MATERIAL SUPPLIED:
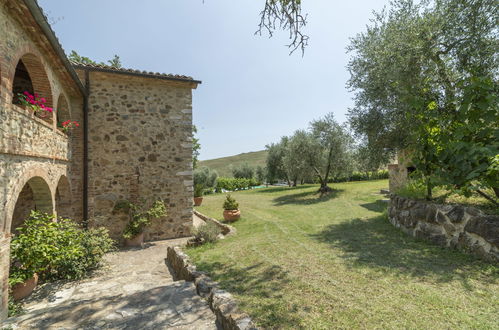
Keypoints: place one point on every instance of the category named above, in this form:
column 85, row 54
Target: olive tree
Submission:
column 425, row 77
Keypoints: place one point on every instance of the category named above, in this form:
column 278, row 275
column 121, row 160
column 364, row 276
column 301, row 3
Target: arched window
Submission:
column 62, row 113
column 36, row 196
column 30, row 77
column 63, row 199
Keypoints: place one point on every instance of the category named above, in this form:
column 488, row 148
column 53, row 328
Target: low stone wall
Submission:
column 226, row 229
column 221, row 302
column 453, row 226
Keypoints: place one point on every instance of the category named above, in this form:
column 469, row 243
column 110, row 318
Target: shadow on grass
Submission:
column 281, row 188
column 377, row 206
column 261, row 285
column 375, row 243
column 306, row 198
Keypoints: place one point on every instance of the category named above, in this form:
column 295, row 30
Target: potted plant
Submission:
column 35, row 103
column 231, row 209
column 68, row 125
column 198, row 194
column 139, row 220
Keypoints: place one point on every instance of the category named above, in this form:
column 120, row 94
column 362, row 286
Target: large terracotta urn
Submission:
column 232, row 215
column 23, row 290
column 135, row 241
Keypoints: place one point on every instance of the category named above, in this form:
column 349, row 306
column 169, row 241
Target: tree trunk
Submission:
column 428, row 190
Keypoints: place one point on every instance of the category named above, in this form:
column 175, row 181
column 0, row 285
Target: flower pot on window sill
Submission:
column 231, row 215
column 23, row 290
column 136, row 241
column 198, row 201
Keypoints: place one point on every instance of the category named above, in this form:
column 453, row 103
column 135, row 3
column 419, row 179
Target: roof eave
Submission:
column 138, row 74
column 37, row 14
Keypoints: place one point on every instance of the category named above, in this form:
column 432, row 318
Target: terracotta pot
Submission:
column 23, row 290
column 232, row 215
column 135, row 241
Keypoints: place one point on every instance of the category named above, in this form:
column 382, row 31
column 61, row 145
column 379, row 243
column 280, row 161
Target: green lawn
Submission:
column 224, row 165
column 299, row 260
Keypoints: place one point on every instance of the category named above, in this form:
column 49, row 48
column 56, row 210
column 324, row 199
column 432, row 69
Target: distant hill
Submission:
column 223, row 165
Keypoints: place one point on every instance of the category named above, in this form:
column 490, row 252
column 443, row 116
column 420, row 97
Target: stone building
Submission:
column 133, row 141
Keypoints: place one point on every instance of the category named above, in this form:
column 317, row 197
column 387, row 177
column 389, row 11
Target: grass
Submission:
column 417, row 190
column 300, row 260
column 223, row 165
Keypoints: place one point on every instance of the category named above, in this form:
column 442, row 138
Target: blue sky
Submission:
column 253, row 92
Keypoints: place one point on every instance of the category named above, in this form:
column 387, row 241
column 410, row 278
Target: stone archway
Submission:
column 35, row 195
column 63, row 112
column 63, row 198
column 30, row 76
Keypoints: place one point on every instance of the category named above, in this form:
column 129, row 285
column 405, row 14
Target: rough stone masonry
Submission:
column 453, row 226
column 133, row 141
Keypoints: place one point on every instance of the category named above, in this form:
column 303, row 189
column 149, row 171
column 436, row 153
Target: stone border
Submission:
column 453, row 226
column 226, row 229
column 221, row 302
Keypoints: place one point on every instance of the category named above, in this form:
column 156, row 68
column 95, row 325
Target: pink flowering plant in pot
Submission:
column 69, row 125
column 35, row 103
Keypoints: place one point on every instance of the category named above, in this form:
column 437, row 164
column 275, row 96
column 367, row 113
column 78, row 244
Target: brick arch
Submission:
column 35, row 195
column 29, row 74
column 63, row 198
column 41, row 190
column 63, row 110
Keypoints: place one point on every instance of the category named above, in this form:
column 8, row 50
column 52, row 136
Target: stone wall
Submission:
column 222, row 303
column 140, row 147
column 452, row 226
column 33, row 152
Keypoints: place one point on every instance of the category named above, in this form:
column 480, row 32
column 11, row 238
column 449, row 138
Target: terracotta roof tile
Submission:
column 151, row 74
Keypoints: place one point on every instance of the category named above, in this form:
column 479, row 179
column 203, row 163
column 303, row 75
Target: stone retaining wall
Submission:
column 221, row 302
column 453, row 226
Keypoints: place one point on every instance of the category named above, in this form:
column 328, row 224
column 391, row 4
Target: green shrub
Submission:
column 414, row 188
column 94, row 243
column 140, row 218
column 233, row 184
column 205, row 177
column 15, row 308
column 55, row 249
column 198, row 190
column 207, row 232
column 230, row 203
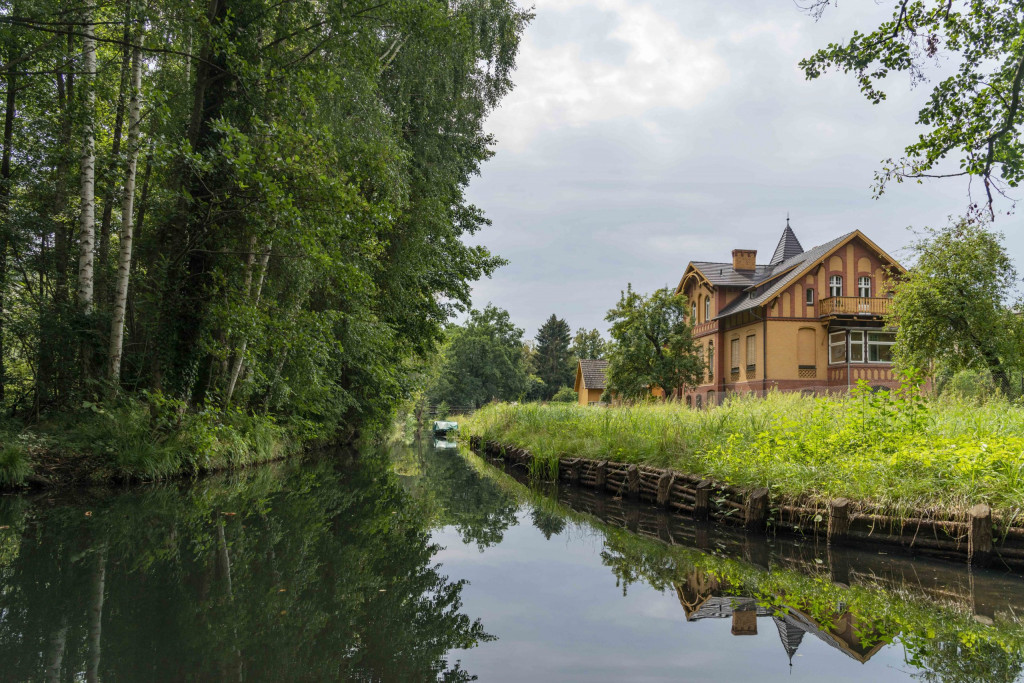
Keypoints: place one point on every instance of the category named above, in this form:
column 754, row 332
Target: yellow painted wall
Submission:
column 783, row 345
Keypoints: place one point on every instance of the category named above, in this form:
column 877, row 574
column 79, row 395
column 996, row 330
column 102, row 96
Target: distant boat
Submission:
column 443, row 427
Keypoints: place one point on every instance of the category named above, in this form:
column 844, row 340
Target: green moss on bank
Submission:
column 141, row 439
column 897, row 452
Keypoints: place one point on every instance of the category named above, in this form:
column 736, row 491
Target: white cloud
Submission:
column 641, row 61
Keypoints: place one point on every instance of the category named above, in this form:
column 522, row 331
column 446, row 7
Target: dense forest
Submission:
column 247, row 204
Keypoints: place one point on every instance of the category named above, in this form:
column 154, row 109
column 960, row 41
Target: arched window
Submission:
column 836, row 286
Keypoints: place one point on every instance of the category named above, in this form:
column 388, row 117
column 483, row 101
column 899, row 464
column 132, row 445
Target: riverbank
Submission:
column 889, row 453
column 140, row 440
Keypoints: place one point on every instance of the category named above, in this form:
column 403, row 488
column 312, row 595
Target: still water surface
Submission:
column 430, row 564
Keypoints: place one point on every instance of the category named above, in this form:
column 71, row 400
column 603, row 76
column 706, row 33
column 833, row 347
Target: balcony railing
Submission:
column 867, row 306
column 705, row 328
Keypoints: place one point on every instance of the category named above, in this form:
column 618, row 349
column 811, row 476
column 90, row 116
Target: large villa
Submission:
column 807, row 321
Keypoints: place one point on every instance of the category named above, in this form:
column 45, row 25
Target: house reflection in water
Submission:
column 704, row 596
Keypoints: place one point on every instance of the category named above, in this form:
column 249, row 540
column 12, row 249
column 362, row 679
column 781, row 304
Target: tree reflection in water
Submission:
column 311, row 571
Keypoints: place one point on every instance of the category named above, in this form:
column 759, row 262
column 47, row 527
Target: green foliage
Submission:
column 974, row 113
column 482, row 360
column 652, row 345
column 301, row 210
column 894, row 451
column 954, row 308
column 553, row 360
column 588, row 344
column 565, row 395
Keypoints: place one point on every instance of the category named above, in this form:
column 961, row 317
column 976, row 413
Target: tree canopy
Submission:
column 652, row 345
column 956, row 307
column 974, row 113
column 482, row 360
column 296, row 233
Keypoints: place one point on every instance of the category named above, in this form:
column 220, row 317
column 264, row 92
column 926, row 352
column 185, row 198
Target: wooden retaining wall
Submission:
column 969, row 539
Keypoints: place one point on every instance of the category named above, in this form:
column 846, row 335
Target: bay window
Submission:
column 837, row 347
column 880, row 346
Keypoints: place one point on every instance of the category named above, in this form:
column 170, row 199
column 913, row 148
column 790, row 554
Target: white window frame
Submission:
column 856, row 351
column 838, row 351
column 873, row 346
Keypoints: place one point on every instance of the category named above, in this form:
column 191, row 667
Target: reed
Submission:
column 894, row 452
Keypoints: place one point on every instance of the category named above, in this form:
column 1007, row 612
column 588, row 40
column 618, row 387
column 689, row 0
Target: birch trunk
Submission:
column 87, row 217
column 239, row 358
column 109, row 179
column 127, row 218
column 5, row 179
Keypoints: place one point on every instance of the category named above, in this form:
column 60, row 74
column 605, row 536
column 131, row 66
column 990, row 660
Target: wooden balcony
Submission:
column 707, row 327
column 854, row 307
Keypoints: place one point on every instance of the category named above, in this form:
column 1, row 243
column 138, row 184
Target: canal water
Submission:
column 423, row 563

EXERCISE: In the listing above, find the line containing "column 960, row 41" and the line containing "Target: riverbank", then quote both, plus every line between them, exactly as written.

OUTPUT:
column 960, row 41
Target: arched window
Submission:
column 836, row 286
Keypoints: place one point on every instance of the category named above, in this form:
column 388, row 117
column 483, row 101
column 899, row 464
column 132, row 445
Target: riverbank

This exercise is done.